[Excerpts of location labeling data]
__________________________________________________

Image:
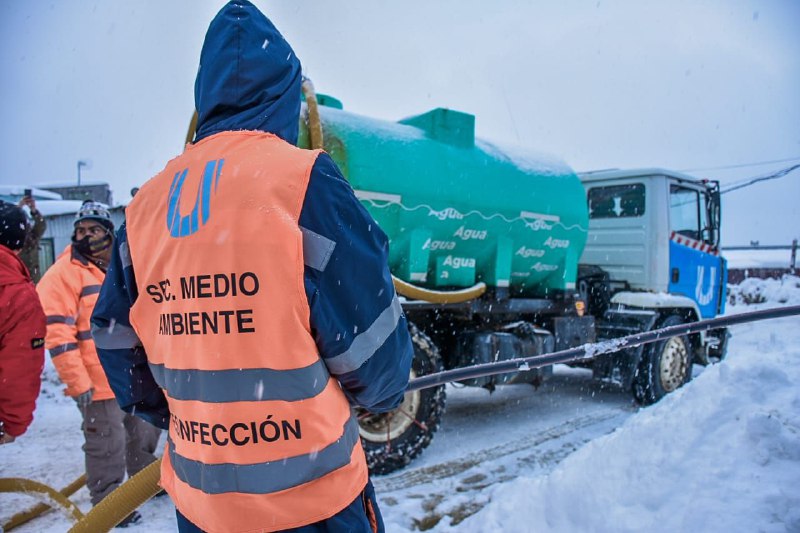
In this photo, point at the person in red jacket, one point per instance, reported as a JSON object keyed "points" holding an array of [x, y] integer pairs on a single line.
{"points": [[22, 329]]}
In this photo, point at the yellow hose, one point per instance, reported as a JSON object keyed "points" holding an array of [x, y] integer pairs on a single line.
{"points": [[14, 484], [26, 516], [122, 501], [438, 297], [314, 123], [192, 128]]}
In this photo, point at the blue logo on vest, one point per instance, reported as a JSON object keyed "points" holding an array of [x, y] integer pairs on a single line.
{"points": [[183, 226]]}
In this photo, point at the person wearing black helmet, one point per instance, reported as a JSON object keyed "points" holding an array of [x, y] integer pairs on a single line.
{"points": [[22, 327]]}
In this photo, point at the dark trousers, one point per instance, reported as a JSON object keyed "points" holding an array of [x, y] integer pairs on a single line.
{"points": [[115, 441], [363, 515]]}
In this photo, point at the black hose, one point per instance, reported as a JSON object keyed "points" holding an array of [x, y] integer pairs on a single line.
{"points": [[589, 351]]}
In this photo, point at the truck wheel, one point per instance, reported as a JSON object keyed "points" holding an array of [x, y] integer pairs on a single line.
{"points": [[665, 366], [392, 440]]}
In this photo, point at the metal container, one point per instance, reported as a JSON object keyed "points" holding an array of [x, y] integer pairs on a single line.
{"points": [[459, 210]]}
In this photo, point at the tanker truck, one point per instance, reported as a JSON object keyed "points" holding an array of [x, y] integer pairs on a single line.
{"points": [[499, 255]]}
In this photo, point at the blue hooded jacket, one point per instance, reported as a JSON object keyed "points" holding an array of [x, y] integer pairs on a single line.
{"points": [[249, 79]]}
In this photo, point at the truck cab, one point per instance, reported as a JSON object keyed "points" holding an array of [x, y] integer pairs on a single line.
{"points": [[652, 259]]}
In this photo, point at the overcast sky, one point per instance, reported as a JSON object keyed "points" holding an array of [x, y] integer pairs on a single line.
{"points": [[682, 85]]}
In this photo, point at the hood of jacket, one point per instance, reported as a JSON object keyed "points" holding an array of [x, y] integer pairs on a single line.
{"points": [[249, 77], [12, 269]]}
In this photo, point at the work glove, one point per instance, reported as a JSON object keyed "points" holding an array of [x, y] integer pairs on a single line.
{"points": [[83, 400]]}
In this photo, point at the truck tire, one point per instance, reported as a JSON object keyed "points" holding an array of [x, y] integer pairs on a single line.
{"points": [[392, 440], [666, 365]]}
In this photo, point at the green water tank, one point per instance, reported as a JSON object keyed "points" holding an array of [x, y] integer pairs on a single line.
{"points": [[459, 210]]}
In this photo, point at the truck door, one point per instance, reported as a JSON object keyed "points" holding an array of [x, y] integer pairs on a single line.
{"points": [[696, 269]]}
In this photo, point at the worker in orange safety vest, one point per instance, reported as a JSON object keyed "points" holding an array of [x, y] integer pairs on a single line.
{"points": [[249, 306], [115, 441]]}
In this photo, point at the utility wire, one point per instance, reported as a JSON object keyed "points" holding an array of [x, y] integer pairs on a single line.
{"points": [[743, 165], [751, 181]]}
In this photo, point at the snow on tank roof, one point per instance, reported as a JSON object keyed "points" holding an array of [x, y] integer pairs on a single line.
{"points": [[615, 173]]}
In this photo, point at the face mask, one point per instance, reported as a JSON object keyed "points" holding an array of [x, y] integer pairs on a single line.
{"points": [[90, 247]]}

__________________________________________________

Find the line that contains "In this photo, point at the utility". Repeat it and every line after it, exactly as written, up to and including the last line of the records above.

In this photo, point at the utility wire, one point per instance, reported as a JSON object keyed "points" holding an array of [x, y] integer pairs on a single line.
{"points": [[743, 165], [751, 181]]}
In this photo, point at the snow on tank roof, one point per instance, reported as a JSON object keyed "points" holding an array of [x, y] integer pairs on a single line.
{"points": [[615, 173]]}
In this photo, point at the face mask, one point per instance, reported as a JSON object keyed "points" holding an array of [x, y] integer pairs on a single line.
{"points": [[90, 247]]}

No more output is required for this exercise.